Voci fornite ▸

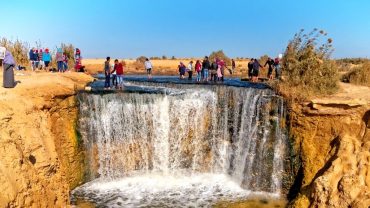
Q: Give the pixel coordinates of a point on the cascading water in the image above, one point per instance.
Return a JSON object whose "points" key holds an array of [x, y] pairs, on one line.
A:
{"points": [[181, 145]]}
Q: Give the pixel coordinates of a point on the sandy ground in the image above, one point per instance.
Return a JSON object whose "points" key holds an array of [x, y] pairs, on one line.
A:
{"points": [[160, 67], [348, 94], [31, 85]]}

Cosa serve ▸
Riscrivi tutto ciò che va dalla riga con "Q: Give the pixel coordinates of a point on the sandy" fino alla fine delle voci, cambiando "sandy ground" in "sandy soil" e lasciando invariato il resto.

Risposta ▸
Q: Give the pixel coordinates of a point on the sandy soil in the image above, one point per instance.
Return a JSON object whose "points" key holds an array of [x, y] pairs, on one line.
A:
{"points": [[160, 67], [348, 94], [31, 85]]}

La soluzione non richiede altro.